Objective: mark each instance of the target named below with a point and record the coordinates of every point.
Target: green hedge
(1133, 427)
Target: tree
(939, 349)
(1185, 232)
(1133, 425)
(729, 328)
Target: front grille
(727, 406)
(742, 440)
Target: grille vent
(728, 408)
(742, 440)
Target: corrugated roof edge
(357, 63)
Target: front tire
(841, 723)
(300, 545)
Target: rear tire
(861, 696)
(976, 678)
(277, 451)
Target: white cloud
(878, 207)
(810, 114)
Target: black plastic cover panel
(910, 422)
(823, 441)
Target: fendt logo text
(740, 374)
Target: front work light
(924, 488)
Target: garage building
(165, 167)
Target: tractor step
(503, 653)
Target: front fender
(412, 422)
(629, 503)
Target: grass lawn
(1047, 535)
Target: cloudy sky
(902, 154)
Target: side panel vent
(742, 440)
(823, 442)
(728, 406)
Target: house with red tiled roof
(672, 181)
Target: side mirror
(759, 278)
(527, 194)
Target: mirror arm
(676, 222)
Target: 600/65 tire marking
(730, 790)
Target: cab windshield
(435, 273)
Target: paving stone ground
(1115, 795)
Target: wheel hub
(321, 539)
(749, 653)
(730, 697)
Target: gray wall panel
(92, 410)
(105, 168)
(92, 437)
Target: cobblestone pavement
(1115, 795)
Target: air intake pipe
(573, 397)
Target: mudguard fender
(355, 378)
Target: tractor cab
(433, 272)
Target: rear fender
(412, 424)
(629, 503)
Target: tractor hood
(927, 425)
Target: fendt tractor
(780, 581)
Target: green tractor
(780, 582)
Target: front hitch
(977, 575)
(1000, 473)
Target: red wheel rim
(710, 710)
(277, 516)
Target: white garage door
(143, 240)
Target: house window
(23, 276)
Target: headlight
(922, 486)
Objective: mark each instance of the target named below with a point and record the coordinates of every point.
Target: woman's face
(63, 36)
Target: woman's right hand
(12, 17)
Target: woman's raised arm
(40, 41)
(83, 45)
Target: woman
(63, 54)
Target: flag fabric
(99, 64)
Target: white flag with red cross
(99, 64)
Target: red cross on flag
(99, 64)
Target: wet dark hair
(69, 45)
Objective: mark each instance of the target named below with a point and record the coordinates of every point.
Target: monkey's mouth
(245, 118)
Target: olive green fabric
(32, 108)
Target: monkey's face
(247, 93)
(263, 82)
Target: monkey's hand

Requirement: Take the entries above and transcribe them exactly.

Worked solution:
Objective: mark each instance of the target named below with a point and record the coordinates of every point.
Target: green hedge
(1133, 427)
Target: tree
(939, 349)
(1185, 232)
(1133, 425)
(729, 328)
Target: front grille
(727, 406)
(742, 440)
Target: grille vent
(728, 408)
(742, 440)
Target: corrugated roof edge
(357, 63)
Target: front tire
(841, 723)
(300, 545)
Target: rear tire
(861, 696)
(976, 678)
(277, 451)
Target: white cloud
(878, 207)
(810, 114)
Target: black plastic cover panel
(910, 422)
(823, 441)
Target: fendt logo text
(740, 374)
Target: front work light
(924, 488)
Target: garage building
(165, 167)
Target: tractor step
(503, 653)
Target: front fender
(412, 422)
(629, 503)
Target: grass lawn
(1047, 535)
Target: cloudy sky
(902, 154)
Target: side panel vent
(742, 440)
(823, 442)
(728, 406)
Target: house with red tiled roof
(672, 181)
Target: side mirror
(759, 278)
(527, 194)
Target: mirror arm
(676, 222)
Target: 600/65 tire marking
(730, 790)
Target: cab windshield
(435, 273)
Target: paving stone ground
(1115, 795)
Target: wheel hub
(321, 539)
(749, 653)
(730, 697)
Target: gray wall panel
(92, 410)
(105, 168)
(92, 437)
Target: cobblestone pavement
(1115, 795)
Target: air intake pipe
(573, 397)
Target: mudguard fender
(355, 378)
Target: tractor cab
(433, 272)
Target: rear fender
(412, 424)
(629, 503)
Target: tractor hood
(927, 425)
Target: fendt tractor
(780, 581)
Target: green tractor
(780, 582)
Target: front hitch
(977, 575)
(1000, 473)
Target: red wheel rim
(710, 710)
(277, 516)
Target: white garage door
(143, 240)
Target: house window
(23, 276)
Target: headlight
(922, 486)
Objective: mark each instance of the target named below with a point and record the coordinates of every point.
Target: woman's face
(63, 36)
Target: woman's right hand
(12, 17)
Target: woman's raised arm
(40, 41)
(83, 45)
Target: woman
(63, 54)
Target: flag fabric
(99, 64)
Target: white flag with red cross
(99, 64)
Target: red cross on flag
(99, 64)
Target: wet dark hair
(69, 45)
Objective: mark each instance of the target named below with a point and record the coordinates of every point.
Target: monkey's mouth
(245, 118)
Target: olive green fabric
(32, 108)
Target: monkey's face
(247, 93)
(263, 82)
Target: monkey's hand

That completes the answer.